- **What is required**: In the COVID-19 risk analysis, what second feature does the pattern mining engine add when it first refines the pattern description?

- **Page excerpt**:
^^^^^^^^

In the visualization on the left, each data point is a county and the placement along the horizontal axis is determined by its poverty rate. The vertical axis is the COVID-19 death rate.
The grey box contains the counties where on average and compared to other US counties an unusually high number of residents died from COVID-19, in relation to the county’s overall population. Due to its importance we shall call it the Box of High Risk.
We can observe the high risk since the points in the box tend to float in higher regions, which defines higher COVID-19 death rates. The placement of the box tells us that high poverty rate (>22.5%) is common for these counties.
However, that's not the full story: We see that the grey box has a mix of purple and yellow points; but only the yellow points are counties where high COVID-19 death rate is consistent. The green Bar of Confidence on top of the plot is about 30% of the full length and the number next to it reads 0.306 accordingly.
This means that our risk assessment is still about 70% off. Not all counties with higher poverty rate are at higher than usual risk of COVID-19 death. We need to refine the pattern.
But we are on the right track: We do observe that there are only purple dots outside the grey box. That’s reassuring since it proves that our pattern mining engine did not overlook any county that is of interest for this specific pattern description (the yellow dots).
Our pattern mining engine automatically refines the pattern description by adding "age greater than 65" as a second feature. This constraint is added only to the counties that were in the initial Box of High Risk. That is why there are fewer counties in this visualization now.
It sharpens our risk assessment to counties with higher poverty rates and aging population. Fittingly, the green Bar of Confidence now reads 64%. We are getting better but we still have more work to do to reach 100% -- there are still some purple dots.
The third automatic pattern refinement step leads to the final visualization on the left. The grey-boxed counties from above are now ordered from the aspect of population density. The placement of the new grey box tells us that it is the counties with low population density which on average have a COVID-19 death rate above US average.
There are no more purple points in the grey box which means that our risk assessment is razor sharp. The bottom-most green Bar of Confidence confirms this; it's maxed out at 100%.
What we learn from this pattern is that poor and aging counties with low population density are on average especially hard hit by the COVID-19 virus. While it is well known by now that older residents are more vulnerable to COVID-19, the pattern tells us that this high risk seems to be amplified by two factors:
(1) the residents live in sparsely populated areas which offer fewer urgent care facilities and
(2) the residents are mostly poor which hampers their ability to use and pay for these services.
So if you live in such a county (see map on the left) you now know that there are risk factors that make you more susceptible to COVID-19. While we offered some speculations on why these factors may amount to a higher COVID-19 death rate, more research is needed to be sure.
As such, we view the insights we gathered in our analysis not the end, but rather a beginning. They need to drive more studies and new policies in health care.

^^^^^^^^

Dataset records
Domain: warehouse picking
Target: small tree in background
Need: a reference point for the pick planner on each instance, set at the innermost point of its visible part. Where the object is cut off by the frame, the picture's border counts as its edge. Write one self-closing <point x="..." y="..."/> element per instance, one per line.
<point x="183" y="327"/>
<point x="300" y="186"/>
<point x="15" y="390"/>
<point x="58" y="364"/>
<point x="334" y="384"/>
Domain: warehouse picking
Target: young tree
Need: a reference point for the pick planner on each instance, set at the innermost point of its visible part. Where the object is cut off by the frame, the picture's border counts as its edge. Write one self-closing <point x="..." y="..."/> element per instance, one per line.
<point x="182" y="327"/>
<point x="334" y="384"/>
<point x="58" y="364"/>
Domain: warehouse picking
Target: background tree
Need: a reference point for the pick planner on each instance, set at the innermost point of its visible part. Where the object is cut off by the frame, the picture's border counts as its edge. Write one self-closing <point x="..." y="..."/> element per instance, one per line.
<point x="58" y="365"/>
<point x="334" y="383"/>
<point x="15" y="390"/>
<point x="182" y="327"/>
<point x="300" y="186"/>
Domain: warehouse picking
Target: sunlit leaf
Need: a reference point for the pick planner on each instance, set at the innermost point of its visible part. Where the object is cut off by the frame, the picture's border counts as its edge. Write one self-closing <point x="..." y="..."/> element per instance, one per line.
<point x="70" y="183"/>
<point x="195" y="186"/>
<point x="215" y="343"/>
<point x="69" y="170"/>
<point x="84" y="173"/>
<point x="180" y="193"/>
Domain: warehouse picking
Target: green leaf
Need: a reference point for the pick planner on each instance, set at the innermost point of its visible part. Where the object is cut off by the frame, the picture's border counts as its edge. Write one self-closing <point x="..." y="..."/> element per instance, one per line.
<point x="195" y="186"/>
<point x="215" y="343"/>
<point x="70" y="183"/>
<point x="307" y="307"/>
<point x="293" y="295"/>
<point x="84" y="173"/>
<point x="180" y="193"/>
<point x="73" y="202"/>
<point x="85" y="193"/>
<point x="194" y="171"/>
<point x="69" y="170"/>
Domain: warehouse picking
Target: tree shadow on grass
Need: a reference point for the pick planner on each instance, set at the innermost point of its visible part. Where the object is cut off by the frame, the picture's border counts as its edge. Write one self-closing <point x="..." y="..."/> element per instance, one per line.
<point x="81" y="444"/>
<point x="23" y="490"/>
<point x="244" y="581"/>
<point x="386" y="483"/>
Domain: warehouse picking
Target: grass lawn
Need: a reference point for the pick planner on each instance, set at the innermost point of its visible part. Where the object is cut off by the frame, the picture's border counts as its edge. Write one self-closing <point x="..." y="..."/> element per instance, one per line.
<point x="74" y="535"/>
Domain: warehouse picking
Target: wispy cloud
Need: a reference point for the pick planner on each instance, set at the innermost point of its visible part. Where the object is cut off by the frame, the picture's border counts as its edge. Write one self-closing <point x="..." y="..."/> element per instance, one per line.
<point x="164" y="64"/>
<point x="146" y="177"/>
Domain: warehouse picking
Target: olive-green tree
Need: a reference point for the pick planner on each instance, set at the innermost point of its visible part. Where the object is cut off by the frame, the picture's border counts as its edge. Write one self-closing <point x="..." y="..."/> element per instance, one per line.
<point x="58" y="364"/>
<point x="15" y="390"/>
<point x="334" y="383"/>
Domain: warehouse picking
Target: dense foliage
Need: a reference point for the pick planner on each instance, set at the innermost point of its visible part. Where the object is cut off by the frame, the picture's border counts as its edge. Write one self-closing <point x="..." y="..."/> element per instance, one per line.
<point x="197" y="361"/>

^^^^^^^^

- **Exercise result**: Age greater than 65.